_EXERCISE PROMPT_: Would you please write out only the lines running from the top of the listing through the one holding "Point to the wooden post, one", exactly, with both ends kept and pictures left out?
BEGIN RECORDED DATA
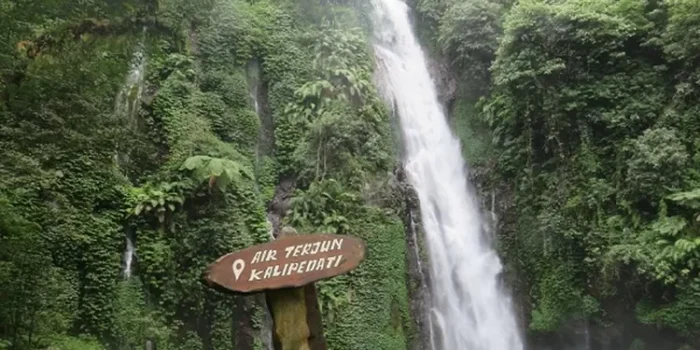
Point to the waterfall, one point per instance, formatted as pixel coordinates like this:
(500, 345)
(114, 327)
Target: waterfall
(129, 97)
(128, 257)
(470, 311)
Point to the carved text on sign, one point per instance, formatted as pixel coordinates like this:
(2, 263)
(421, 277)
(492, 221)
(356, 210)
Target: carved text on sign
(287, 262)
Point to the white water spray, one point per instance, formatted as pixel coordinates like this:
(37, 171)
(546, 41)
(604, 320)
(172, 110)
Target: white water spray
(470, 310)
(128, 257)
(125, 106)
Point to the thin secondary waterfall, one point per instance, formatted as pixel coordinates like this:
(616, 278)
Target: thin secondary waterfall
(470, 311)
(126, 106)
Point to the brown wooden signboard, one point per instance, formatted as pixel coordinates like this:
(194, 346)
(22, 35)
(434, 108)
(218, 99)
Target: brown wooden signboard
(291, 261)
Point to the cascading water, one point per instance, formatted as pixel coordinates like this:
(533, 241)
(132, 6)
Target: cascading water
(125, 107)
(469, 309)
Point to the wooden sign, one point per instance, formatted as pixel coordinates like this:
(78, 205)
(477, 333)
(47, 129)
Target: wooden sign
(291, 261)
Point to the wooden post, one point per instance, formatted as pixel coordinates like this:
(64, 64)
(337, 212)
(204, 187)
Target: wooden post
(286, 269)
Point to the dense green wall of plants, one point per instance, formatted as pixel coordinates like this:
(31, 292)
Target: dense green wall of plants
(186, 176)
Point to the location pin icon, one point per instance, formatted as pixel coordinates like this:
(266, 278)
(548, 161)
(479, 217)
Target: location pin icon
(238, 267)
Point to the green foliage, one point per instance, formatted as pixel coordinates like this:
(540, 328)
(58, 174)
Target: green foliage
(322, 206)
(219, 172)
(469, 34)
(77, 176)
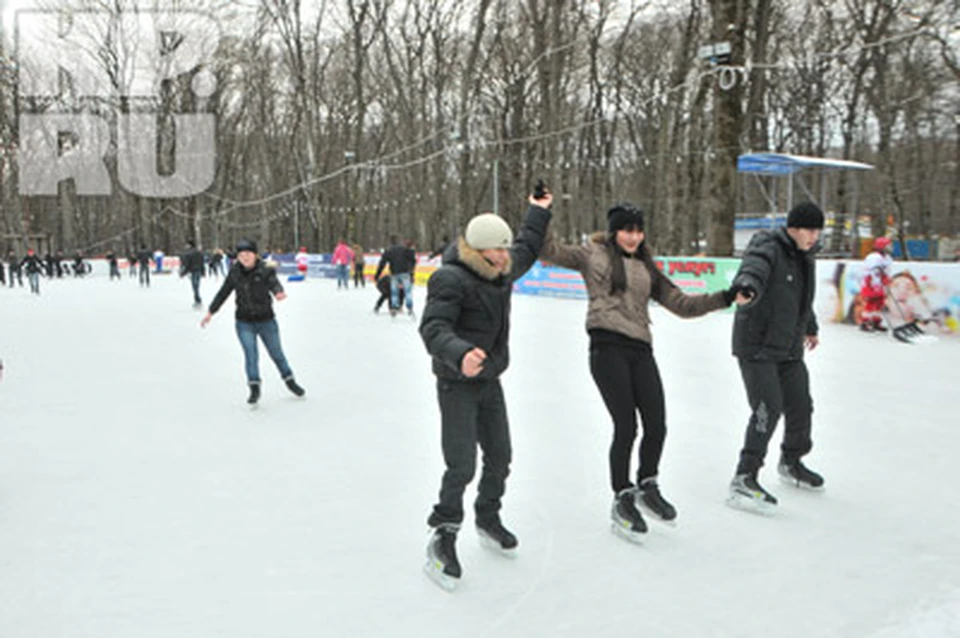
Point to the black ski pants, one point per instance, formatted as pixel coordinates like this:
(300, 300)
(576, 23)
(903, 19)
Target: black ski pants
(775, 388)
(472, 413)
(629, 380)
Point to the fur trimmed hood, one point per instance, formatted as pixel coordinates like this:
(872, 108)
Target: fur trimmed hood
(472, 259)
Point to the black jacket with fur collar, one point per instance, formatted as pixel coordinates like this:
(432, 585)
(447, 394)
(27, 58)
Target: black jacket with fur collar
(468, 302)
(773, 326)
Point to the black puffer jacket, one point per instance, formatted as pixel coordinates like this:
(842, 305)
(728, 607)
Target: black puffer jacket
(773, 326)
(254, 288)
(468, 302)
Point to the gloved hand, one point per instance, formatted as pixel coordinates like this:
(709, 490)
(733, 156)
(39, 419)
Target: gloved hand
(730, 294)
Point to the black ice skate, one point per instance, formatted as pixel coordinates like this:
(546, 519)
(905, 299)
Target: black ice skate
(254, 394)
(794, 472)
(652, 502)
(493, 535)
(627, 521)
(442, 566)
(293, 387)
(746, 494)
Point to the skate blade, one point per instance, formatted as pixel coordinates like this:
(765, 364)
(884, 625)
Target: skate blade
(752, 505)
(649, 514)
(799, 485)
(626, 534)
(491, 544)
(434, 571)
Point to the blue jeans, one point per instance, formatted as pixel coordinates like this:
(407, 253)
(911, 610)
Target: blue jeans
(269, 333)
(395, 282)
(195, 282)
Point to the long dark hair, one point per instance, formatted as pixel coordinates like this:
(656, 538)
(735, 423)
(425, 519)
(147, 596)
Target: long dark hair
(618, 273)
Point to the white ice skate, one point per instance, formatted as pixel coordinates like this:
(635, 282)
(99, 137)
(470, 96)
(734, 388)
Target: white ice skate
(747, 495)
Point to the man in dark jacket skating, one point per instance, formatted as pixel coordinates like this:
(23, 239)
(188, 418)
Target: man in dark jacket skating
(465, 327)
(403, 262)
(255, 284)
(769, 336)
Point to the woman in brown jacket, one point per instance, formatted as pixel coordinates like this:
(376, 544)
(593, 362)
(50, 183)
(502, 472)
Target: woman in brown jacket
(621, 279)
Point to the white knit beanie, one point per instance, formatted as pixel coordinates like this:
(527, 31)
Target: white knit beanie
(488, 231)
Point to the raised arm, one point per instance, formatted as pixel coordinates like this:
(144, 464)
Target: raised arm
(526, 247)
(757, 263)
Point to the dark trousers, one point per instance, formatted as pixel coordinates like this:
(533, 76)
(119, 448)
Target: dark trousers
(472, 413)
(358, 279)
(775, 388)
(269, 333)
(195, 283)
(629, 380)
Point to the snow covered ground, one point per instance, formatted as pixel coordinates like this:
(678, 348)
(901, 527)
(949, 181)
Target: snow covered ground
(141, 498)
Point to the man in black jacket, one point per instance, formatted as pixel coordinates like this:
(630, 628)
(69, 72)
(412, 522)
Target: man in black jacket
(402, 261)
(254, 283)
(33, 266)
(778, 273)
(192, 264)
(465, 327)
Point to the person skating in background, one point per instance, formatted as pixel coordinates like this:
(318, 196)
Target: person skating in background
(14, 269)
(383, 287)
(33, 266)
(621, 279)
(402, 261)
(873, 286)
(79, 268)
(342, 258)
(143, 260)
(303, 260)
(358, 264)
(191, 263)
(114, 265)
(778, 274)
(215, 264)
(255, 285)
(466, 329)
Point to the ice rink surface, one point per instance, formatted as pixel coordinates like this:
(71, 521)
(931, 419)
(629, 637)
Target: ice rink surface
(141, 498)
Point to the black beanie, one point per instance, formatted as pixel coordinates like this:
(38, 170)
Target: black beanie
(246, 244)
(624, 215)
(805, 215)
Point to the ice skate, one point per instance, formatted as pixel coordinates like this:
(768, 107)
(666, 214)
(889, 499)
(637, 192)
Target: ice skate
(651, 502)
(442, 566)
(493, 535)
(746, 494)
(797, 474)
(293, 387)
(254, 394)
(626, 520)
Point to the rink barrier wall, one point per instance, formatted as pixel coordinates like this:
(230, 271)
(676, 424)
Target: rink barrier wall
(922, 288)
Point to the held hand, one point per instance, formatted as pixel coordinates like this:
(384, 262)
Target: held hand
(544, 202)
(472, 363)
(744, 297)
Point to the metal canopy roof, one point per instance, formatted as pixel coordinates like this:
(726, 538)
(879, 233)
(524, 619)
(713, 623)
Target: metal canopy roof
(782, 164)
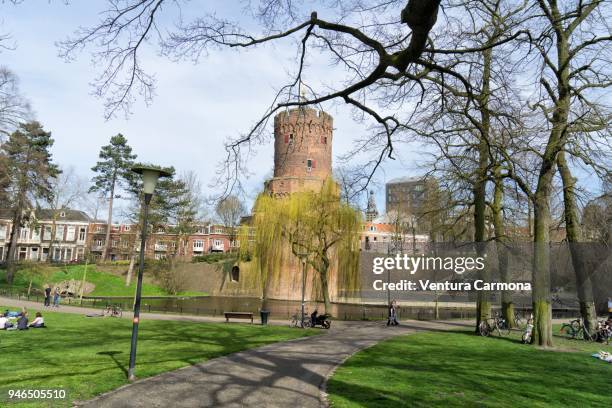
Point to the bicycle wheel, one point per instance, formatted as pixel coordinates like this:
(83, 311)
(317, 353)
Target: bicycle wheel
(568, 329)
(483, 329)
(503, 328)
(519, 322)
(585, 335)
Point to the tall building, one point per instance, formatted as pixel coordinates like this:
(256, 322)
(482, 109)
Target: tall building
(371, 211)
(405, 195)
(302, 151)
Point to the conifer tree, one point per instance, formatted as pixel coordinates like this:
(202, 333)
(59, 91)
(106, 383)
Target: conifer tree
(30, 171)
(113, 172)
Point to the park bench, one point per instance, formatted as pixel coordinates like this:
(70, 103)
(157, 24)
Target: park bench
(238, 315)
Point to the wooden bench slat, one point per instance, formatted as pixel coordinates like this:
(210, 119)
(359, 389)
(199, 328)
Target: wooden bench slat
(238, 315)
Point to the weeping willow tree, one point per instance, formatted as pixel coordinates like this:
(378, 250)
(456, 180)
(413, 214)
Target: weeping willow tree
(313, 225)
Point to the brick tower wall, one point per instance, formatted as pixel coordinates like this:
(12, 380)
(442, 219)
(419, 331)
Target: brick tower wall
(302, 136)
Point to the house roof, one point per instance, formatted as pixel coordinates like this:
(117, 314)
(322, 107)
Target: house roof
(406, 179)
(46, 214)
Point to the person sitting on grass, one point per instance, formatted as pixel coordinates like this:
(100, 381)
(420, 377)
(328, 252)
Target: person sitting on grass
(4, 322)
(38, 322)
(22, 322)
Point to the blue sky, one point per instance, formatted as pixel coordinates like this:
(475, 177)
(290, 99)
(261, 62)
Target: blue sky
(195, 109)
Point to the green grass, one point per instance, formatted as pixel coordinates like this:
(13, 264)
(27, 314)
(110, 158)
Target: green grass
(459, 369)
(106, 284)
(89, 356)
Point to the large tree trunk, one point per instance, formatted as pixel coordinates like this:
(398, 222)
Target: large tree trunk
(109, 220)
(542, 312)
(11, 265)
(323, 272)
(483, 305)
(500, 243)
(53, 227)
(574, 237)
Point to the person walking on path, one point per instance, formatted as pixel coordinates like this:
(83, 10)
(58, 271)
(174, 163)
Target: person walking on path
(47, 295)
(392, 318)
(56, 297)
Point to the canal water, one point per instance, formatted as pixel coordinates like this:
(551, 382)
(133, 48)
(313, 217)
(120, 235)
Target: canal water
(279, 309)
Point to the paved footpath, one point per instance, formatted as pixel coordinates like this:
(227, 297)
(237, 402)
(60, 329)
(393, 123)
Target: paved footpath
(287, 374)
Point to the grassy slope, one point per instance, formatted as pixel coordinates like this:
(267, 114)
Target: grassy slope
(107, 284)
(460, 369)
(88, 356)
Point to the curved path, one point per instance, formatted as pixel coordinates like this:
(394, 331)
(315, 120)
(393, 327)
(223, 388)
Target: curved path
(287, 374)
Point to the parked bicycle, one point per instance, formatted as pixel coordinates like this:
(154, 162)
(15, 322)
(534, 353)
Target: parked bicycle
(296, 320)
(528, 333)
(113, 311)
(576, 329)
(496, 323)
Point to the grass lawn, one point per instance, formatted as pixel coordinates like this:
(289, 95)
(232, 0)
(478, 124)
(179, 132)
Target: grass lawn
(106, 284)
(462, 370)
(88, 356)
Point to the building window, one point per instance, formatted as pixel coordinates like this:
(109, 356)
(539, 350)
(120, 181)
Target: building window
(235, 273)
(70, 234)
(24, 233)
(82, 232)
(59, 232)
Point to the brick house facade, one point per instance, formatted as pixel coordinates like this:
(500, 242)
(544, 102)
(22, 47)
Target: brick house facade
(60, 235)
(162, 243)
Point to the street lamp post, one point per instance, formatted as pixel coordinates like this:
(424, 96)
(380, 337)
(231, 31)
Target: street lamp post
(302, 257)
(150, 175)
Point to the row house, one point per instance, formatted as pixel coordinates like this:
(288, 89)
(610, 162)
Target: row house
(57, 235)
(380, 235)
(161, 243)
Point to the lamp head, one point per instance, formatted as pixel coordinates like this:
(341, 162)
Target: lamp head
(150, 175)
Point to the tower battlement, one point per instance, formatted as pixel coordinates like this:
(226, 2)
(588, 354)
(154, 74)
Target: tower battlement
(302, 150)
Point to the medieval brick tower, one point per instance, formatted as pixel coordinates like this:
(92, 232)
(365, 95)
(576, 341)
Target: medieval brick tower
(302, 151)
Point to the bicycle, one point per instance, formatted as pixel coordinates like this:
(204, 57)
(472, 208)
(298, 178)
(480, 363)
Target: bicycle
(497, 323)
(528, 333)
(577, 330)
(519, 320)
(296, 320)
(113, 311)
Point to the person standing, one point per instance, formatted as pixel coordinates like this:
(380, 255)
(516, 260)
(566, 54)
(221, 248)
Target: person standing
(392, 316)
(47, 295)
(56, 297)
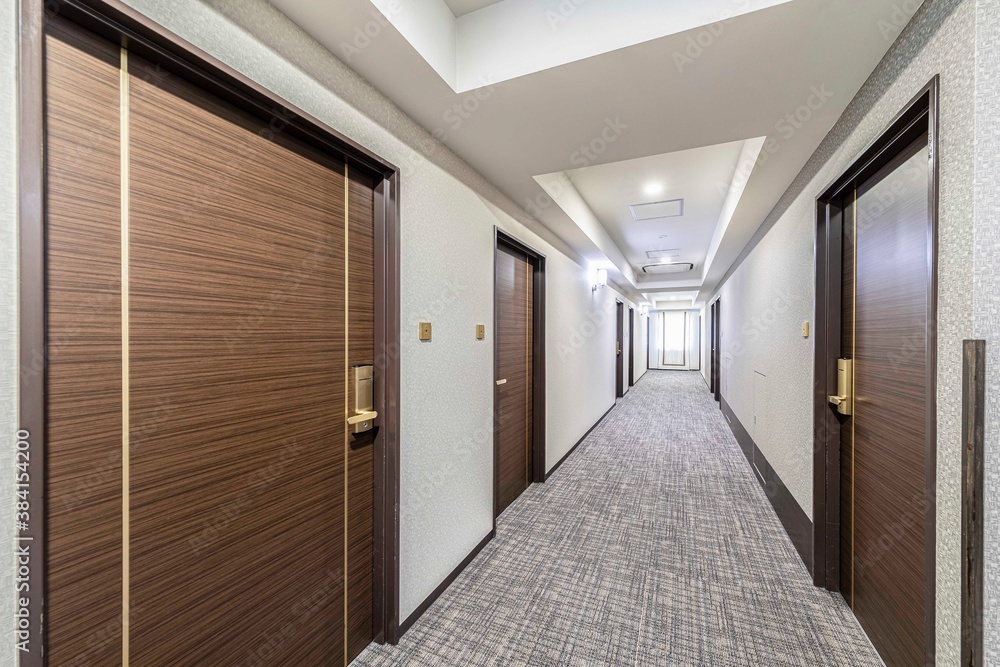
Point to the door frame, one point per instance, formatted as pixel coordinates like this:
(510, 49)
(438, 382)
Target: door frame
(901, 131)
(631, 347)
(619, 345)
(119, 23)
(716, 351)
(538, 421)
END RECORDED DATA
_ANSWER BOX_:
Point to the waterfall, one point per instance, formatted as pixel coordinates like this:
(500, 345)
(114, 327)
Target: waterfall
(129, 97)
(128, 257)
(470, 311)
Point to the carved text on sign, one point per instance, formatted as pixel coordinates like this:
(2, 263)
(421, 277)
(492, 221)
(356, 210)
Target: carved text on sign
(287, 262)
Point to the white water spray, one point per instance, formatted as pixel coordinates like this:
(37, 171)
(546, 41)
(604, 320)
(172, 110)
Target: white water spray
(470, 310)
(128, 257)
(125, 106)
Point to the thin secondary waterfall, one point per instance, formatted as pixel coordinates like this:
(616, 278)
Target: thin secondary waterfall
(470, 311)
(126, 106)
Point to the brown wooden signboard, one point per instance, formatted as pixel coordinates like this:
(194, 346)
(22, 35)
(434, 108)
(218, 99)
Target: brown wooden signboard
(291, 261)
Point to the cascading water, one point per instance, formatted as pixel coordinates like this:
(533, 241)
(132, 6)
Target: cascading water
(125, 107)
(469, 309)
Point to the wooden sign, one point per instance, formatted as pixel coordinates like this:
(78, 205)
(477, 333)
(47, 129)
Target: wooden sign
(291, 261)
Point to the wooden post, one point per instance, formatted as pixel coordinates like this:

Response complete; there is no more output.